[Dataset entries]
*** Block opens ***

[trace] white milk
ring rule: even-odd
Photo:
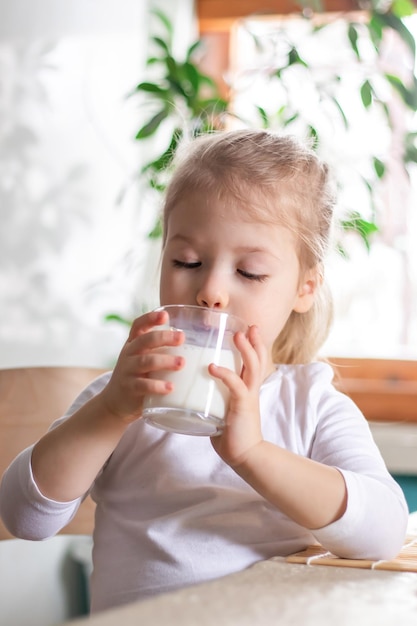
[[[182,356],[184,367],[176,372],[160,371],[159,380],[174,385],[169,394],[145,398],[143,415],[153,425],[173,432],[213,435],[221,430],[228,404],[228,389],[208,373],[210,363],[240,372],[240,354],[190,344],[164,348],[161,352]]]

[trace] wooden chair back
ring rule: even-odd
[[[332,358],[335,384],[370,422],[417,423],[417,360]]]
[[[417,422],[417,361],[330,359],[336,386],[369,421]],[[29,367],[0,370],[0,476],[12,459],[37,441],[76,395],[104,370]],[[82,504],[62,533],[91,534],[94,503]],[[0,540],[10,538],[0,520]]]
[[[64,414],[78,393],[103,370],[27,367],[0,370],[0,477],[13,458]],[[62,533],[89,535],[95,505],[87,498]],[[0,520],[0,540],[11,535]]]

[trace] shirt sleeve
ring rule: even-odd
[[[390,475],[368,422],[333,385],[314,400],[317,427],[311,458],[337,468],[347,489],[347,508],[336,522],[313,530],[317,541],[340,557],[391,559],[406,535],[408,507]]]
[[[86,387],[64,416],[53,422],[55,428],[75,413],[106,384],[111,373],[103,374]],[[45,497],[32,474],[32,450],[23,450],[3,474],[0,484],[0,517],[7,530],[21,539],[40,540],[54,536],[76,514],[87,493],[71,502],[57,502]]]
[[[81,498],[56,502],[39,491],[33,479],[33,446],[23,450],[6,470],[0,489],[0,514],[15,537],[39,540],[54,536],[74,517]]]
[[[342,471],[348,493],[345,514],[313,531],[317,541],[339,557],[392,559],[401,550],[408,509],[400,487],[355,472]]]

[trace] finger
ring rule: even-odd
[[[238,374],[229,370],[227,367],[221,367],[220,365],[210,363],[208,370],[209,374],[211,374],[214,378],[219,379],[226,385],[231,395],[237,397],[239,394],[246,391],[244,381],[240,378],[240,376],[238,376]]]
[[[158,378],[138,378],[135,381],[135,394],[138,396],[166,395],[174,389],[174,384],[170,380]]]
[[[132,341],[135,337],[147,333],[154,326],[161,326],[168,323],[168,313],[166,311],[150,311],[140,317],[137,317],[130,328],[127,341]]]
[[[127,412],[130,414],[132,410],[136,412],[136,407],[141,412],[140,407],[144,396],[149,394],[166,395],[171,393],[173,389],[173,383],[168,380],[131,376],[122,385],[117,381],[113,381],[112,384],[109,383],[103,393],[107,395],[108,401],[115,405],[114,412],[116,414],[123,406],[128,407]]]
[[[235,336],[235,345],[243,361],[242,379],[248,387],[259,384],[262,371],[262,348],[258,334],[257,328],[251,326],[247,335],[237,333]]]
[[[144,376],[151,372],[178,371],[185,365],[185,359],[175,354],[147,352],[137,356],[134,362],[134,374]]]
[[[132,339],[128,350],[130,354],[139,354],[158,348],[179,346],[184,341],[182,330],[151,330]]]
[[[257,326],[253,325],[249,327],[248,339],[258,356],[261,366],[264,367],[268,361],[268,350]]]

*** Block closes ***

With images excluded, write the records above out again exactly.

- [Result of the exercise]:
[trace] white milk
ring rule: even-odd
Photo:
[[[182,356],[184,367],[176,372],[160,371],[159,380],[174,385],[169,394],[145,398],[143,415],[153,425],[173,432],[213,435],[221,430],[228,404],[228,389],[208,373],[210,363],[240,372],[240,354],[190,344],[164,348],[161,352]]]

[trace] wooden chair back
ring rule: even-odd
[[[332,358],[335,384],[370,422],[417,423],[417,360]]]
[[[417,422],[417,361],[330,359],[336,386],[369,421]],[[29,367],[0,370],[0,476],[12,459],[37,441],[76,395],[104,370]],[[82,504],[62,533],[91,534],[94,503]],[[0,540],[10,538],[0,520]]]
[[[64,414],[78,393],[103,370],[27,367],[0,370],[0,477],[13,458]],[[62,533],[89,535],[95,505],[87,498]],[[0,520],[0,540],[11,535]]]

[trace] shirt sleeve
ring rule: even-odd
[[[390,475],[368,422],[333,385],[314,400],[317,427],[311,458],[337,468],[347,489],[347,508],[336,522],[313,530],[317,541],[340,557],[391,559],[406,535],[408,507]]]
[[[86,387],[64,416],[53,422],[55,428],[75,413],[106,384],[111,373],[103,374]],[[45,497],[32,474],[32,450],[23,450],[3,474],[0,484],[0,517],[7,530],[21,539],[40,540],[54,536],[76,514],[87,493],[71,502],[57,502]]]
[[[81,498],[56,502],[39,491],[33,479],[33,446],[23,450],[6,470],[0,489],[0,514],[15,537],[39,540],[54,536],[74,517]]]
[[[342,471],[348,493],[345,514],[313,531],[317,541],[339,557],[392,559],[401,550],[408,509],[400,487],[355,472]]]

[trace] finger
ring rule: even-odd
[[[238,374],[229,370],[227,367],[221,367],[220,365],[210,363],[208,370],[209,374],[211,374],[214,378],[219,379],[226,385],[231,395],[237,397],[239,394],[246,391],[244,381],[240,378],[240,376],[238,376]]]
[[[158,378],[138,378],[135,381],[135,394],[138,396],[166,395],[174,389],[174,384],[170,380]]]
[[[132,341],[135,337],[147,333],[154,326],[161,326],[168,323],[168,313],[166,311],[150,311],[140,317],[137,317],[130,328],[127,341]]]
[[[127,412],[130,414],[132,410],[136,412],[136,407],[141,412],[140,407],[144,396],[149,394],[166,395],[171,393],[173,389],[173,383],[168,380],[131,376],[122,385],[117,381],[113,381],[112,384],[109,383],[103,393],[107,395],[108,401],[115,405],[114,412],[116,414],[123,406],[128,407]]]
[[[235,336],[235,345],[243,361],[242,379],[248,387],[259,384],[262,371],[262,348],[258,334],[257,328],[251,326],[247,335],[237,333]]]
[[[144,376],[151,372],[178,371],[185,365],[185,359],[175,354],[147,352],[137,356],[134,362],[134,374]]]
[[[132,339],[128,350],[130,354],[139,354],[158,348],[179,346],[184,341],[182,330],[151,330]]]
[[[257,326],[253,325],[249,327],[248,339],[258,356],[261,366],[264,367],[268,361],[268,350]]]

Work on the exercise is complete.